◆ What you should do: Find every row below that contains the word "target", and copy each of those lines in full. Case counts.

◆ Input:
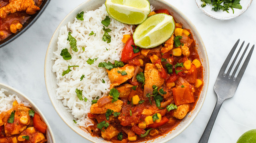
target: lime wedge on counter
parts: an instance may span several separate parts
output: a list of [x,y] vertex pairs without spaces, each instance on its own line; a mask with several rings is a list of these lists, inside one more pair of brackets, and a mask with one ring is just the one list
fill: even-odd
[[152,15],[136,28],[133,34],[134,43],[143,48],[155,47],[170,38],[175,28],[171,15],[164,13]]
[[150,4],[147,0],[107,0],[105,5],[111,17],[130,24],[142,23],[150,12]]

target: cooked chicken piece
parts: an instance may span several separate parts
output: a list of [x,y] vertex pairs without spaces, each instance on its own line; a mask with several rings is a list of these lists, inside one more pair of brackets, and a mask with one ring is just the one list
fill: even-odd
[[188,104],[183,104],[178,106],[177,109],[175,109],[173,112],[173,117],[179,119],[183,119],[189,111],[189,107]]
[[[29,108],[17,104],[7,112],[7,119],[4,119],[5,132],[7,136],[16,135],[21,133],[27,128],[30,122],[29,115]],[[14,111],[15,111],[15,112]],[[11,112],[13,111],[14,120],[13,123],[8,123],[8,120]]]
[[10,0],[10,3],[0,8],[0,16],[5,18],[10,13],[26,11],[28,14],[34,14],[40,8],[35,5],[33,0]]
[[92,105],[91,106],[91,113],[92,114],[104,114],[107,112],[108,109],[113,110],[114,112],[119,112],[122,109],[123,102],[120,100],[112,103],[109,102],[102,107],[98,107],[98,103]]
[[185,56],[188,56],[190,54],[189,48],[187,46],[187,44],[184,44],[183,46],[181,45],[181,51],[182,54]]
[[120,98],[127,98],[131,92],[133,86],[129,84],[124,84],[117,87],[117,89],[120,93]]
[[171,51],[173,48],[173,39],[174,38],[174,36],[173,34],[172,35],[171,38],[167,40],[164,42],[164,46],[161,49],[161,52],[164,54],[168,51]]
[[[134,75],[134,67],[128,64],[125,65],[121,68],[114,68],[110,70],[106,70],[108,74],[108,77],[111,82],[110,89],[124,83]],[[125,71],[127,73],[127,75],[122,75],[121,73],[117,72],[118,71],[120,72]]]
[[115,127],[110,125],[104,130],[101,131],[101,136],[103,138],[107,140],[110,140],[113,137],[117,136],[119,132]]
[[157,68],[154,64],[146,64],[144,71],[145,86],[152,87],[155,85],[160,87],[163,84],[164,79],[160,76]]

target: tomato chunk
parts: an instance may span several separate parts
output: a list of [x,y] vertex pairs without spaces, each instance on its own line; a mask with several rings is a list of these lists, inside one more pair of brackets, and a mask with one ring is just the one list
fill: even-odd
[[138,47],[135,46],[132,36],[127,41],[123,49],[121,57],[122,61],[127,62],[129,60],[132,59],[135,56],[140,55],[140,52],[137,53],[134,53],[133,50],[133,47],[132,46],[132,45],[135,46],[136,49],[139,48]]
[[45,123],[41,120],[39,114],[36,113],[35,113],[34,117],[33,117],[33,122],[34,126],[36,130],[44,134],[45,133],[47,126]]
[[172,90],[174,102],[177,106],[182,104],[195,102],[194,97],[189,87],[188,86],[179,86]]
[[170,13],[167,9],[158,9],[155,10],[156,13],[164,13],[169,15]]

--

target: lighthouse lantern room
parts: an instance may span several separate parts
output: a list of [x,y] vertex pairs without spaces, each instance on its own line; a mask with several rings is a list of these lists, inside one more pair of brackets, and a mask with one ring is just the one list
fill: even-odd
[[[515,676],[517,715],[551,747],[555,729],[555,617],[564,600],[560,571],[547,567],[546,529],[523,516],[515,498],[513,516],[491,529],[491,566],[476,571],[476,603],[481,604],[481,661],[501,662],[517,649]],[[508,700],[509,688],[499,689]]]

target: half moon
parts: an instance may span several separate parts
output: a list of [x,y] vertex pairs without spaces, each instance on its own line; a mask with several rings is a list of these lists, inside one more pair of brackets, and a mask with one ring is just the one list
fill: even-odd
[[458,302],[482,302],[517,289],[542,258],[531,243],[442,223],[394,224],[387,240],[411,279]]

◆ Complete output:
target: lime wedge on counter
target: cooked chicken piece
target: tomato chunk
target: lighthouse lantern room
target: half moon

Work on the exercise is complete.